What you will do.
If a line below holds the word "locomotive", count it; then say how many such lines there are and nothing else.

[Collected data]
○ ○ ○ ○ ○

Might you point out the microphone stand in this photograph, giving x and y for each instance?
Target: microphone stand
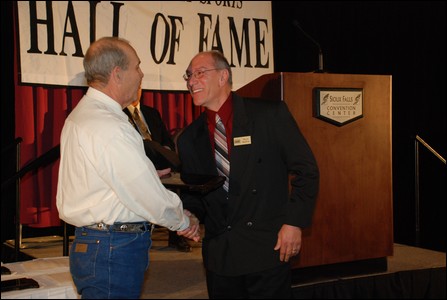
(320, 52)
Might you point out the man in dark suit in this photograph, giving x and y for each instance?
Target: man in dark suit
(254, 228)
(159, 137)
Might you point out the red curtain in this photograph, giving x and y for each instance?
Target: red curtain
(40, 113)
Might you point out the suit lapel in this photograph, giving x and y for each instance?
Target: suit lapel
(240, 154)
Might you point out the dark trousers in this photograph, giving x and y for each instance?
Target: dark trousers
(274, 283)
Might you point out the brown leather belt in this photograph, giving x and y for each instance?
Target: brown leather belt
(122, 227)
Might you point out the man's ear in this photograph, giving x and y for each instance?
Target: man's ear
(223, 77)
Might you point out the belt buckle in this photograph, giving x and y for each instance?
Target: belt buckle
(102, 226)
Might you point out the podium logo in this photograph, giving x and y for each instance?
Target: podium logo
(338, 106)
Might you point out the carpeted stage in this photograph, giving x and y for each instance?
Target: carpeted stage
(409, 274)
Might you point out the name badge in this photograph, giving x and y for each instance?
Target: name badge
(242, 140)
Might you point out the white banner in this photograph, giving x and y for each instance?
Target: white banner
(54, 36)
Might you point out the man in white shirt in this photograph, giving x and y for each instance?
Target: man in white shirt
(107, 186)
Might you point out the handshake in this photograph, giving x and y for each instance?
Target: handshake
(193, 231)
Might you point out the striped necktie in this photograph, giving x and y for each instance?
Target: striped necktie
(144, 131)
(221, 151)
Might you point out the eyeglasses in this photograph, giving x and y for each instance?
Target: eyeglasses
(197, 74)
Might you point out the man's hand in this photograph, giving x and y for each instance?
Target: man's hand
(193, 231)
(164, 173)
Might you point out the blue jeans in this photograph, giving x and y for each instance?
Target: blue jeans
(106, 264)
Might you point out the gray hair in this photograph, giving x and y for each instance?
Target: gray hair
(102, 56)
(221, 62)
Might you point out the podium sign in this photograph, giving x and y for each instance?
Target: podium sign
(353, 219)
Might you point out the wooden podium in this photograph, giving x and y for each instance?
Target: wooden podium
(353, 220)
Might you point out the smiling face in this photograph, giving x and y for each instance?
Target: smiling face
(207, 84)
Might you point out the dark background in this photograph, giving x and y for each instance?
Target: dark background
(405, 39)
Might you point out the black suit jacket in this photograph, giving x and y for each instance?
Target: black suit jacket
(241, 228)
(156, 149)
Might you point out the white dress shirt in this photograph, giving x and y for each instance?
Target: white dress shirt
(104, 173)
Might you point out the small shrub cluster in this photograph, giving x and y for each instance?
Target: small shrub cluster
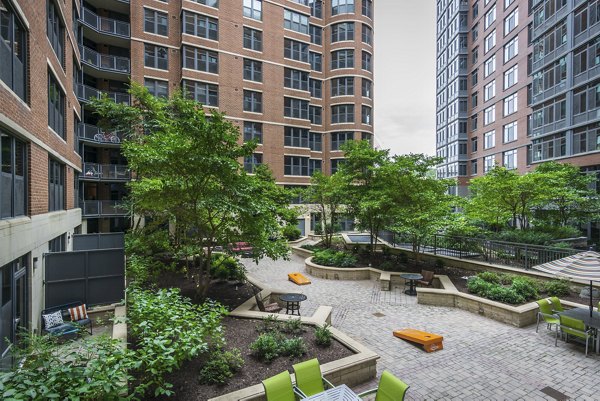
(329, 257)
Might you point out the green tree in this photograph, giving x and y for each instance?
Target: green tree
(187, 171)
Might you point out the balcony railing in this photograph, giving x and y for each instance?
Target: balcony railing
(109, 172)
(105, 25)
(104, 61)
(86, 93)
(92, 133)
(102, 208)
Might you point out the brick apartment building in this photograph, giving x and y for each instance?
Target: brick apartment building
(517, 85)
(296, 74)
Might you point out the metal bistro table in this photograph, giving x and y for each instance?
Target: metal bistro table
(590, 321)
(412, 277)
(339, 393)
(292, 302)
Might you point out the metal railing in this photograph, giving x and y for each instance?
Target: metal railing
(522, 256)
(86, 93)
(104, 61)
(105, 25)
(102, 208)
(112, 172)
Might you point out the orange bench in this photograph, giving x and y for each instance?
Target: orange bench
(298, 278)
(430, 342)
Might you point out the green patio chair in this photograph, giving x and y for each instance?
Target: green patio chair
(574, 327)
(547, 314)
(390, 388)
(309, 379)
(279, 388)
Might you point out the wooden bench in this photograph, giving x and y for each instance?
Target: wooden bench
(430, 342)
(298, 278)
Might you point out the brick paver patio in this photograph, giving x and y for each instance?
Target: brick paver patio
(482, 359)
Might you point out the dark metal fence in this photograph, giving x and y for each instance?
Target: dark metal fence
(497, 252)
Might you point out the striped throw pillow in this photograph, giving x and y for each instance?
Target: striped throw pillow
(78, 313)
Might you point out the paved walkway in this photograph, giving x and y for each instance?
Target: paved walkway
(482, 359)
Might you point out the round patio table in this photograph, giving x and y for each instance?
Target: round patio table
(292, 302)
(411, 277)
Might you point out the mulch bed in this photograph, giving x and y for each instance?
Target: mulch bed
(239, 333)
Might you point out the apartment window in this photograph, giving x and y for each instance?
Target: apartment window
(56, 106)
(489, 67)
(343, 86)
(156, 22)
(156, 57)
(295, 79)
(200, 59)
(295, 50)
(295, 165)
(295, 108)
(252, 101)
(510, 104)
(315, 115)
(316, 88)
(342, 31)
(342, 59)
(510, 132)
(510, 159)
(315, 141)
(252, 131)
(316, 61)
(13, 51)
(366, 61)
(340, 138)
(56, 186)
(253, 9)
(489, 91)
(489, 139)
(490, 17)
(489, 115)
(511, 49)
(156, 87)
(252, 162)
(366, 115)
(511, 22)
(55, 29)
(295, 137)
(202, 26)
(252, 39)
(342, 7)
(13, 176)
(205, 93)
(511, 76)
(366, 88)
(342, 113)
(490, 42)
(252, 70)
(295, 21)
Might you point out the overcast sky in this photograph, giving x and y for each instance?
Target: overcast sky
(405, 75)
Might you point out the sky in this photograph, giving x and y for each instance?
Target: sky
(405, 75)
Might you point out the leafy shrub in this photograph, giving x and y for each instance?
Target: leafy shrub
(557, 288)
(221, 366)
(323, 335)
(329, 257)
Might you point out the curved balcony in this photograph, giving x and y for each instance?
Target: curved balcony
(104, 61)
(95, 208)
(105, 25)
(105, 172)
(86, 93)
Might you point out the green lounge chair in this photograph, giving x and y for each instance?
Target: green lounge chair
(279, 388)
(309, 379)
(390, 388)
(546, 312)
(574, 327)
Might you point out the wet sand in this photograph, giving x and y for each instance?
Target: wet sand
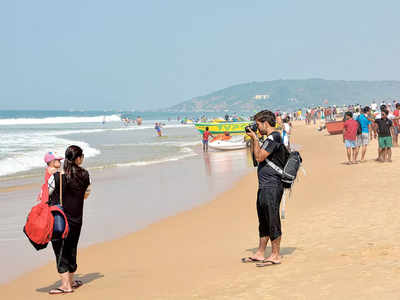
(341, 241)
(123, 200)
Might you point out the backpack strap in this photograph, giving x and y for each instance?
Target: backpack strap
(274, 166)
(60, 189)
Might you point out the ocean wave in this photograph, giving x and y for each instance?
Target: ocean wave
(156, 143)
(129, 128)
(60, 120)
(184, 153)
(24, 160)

○ ○ ○ ○ ○

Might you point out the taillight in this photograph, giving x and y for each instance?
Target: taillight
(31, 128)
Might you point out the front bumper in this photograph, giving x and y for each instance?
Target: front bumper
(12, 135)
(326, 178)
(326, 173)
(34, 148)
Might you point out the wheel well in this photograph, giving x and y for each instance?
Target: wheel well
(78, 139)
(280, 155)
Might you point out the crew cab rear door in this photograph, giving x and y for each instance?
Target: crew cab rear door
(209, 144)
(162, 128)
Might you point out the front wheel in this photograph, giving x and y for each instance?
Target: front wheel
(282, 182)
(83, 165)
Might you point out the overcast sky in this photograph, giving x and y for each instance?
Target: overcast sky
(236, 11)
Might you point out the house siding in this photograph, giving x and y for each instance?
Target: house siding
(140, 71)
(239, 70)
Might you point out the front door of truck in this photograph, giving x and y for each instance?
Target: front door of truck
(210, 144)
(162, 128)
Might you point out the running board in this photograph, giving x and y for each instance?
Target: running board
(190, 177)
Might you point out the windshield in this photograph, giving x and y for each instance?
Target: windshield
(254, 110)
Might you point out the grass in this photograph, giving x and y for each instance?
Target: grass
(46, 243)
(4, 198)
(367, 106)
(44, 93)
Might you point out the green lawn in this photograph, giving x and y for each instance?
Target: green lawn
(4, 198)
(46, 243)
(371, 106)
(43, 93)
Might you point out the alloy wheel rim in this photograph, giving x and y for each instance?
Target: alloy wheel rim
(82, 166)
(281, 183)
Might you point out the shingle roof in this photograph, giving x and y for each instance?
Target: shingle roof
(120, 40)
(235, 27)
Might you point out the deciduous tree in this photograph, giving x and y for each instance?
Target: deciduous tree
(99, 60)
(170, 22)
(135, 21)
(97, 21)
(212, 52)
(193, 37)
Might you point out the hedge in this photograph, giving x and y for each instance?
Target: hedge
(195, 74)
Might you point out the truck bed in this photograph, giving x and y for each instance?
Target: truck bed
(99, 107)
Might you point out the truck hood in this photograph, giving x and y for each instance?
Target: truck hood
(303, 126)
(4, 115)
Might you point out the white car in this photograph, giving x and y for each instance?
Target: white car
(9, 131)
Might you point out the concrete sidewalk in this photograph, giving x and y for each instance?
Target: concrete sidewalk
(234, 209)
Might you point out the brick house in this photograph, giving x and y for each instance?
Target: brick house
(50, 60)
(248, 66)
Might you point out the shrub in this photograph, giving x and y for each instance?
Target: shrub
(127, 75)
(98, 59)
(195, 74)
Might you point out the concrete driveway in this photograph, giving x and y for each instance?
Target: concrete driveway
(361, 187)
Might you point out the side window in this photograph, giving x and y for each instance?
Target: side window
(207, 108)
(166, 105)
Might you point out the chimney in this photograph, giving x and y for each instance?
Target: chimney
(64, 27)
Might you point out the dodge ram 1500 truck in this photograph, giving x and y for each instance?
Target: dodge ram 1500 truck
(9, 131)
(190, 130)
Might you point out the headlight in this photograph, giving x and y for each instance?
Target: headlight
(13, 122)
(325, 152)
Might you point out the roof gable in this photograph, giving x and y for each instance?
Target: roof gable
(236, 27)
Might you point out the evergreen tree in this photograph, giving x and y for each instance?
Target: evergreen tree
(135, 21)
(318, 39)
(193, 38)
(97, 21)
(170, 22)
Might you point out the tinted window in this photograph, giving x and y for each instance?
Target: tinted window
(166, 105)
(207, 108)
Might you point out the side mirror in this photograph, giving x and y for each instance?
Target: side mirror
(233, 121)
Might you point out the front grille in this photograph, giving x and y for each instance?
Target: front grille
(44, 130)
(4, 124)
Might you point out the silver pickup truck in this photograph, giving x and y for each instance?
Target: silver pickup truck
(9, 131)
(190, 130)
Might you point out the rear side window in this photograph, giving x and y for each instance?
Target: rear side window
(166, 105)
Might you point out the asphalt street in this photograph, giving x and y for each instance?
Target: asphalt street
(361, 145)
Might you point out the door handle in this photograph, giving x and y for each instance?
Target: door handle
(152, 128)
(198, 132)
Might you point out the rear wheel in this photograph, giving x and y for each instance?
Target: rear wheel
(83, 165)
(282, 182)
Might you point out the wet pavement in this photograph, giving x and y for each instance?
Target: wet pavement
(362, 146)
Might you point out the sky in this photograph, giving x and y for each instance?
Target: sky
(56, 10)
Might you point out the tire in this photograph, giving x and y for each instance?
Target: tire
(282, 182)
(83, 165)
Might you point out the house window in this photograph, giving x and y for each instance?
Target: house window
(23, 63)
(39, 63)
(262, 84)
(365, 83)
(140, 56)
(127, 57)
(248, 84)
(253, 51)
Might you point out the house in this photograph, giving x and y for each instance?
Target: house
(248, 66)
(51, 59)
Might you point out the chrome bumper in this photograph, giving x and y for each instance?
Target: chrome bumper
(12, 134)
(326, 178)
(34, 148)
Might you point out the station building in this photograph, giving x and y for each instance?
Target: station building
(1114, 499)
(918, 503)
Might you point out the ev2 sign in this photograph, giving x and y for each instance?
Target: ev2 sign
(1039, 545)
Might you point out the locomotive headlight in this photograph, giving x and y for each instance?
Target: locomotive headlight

○ ○ ○ ○ ○

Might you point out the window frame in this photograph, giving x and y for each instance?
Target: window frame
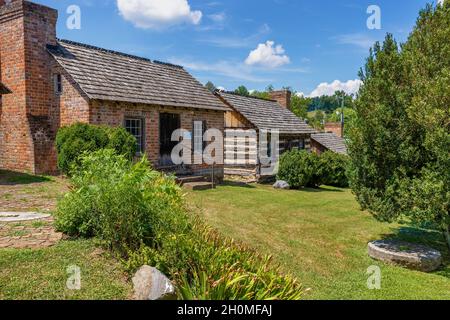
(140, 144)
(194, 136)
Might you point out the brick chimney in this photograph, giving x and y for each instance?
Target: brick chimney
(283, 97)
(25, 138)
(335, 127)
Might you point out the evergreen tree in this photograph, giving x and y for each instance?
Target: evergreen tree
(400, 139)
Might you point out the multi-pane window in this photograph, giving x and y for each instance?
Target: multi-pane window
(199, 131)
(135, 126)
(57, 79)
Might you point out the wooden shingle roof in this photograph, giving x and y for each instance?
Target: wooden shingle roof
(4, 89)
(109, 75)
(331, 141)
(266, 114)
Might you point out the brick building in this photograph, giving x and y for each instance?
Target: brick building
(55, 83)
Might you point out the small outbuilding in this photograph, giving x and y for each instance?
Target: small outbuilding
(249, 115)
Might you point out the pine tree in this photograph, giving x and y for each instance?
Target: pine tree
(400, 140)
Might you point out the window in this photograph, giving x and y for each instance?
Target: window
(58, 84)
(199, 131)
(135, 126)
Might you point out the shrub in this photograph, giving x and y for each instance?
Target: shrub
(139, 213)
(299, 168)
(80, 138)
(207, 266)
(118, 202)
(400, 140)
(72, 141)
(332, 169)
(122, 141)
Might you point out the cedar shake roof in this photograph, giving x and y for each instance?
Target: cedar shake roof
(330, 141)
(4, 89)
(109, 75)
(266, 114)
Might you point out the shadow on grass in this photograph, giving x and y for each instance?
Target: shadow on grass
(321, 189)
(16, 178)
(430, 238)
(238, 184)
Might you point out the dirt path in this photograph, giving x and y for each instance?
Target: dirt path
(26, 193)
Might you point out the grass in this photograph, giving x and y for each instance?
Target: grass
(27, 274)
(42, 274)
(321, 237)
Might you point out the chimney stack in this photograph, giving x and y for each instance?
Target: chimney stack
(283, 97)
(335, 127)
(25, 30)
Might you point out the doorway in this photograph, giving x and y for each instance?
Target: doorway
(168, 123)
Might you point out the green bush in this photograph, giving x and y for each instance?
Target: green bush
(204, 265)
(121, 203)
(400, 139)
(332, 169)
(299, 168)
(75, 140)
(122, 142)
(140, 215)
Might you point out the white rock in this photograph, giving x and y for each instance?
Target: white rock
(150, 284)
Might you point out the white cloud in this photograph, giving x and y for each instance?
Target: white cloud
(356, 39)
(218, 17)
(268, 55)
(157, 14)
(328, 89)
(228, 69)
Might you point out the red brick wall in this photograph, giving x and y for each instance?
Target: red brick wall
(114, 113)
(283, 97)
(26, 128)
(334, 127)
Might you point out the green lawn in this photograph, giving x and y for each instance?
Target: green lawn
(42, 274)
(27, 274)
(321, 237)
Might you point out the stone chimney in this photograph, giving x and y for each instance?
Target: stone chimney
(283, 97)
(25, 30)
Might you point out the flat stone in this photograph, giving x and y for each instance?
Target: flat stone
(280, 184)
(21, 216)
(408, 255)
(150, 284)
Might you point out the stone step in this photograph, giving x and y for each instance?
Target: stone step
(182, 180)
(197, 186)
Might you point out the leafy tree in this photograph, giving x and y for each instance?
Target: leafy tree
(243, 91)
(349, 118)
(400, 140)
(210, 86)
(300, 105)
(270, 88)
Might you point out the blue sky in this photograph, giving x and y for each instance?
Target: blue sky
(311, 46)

○ ○ ○ ○ ○

Result.
2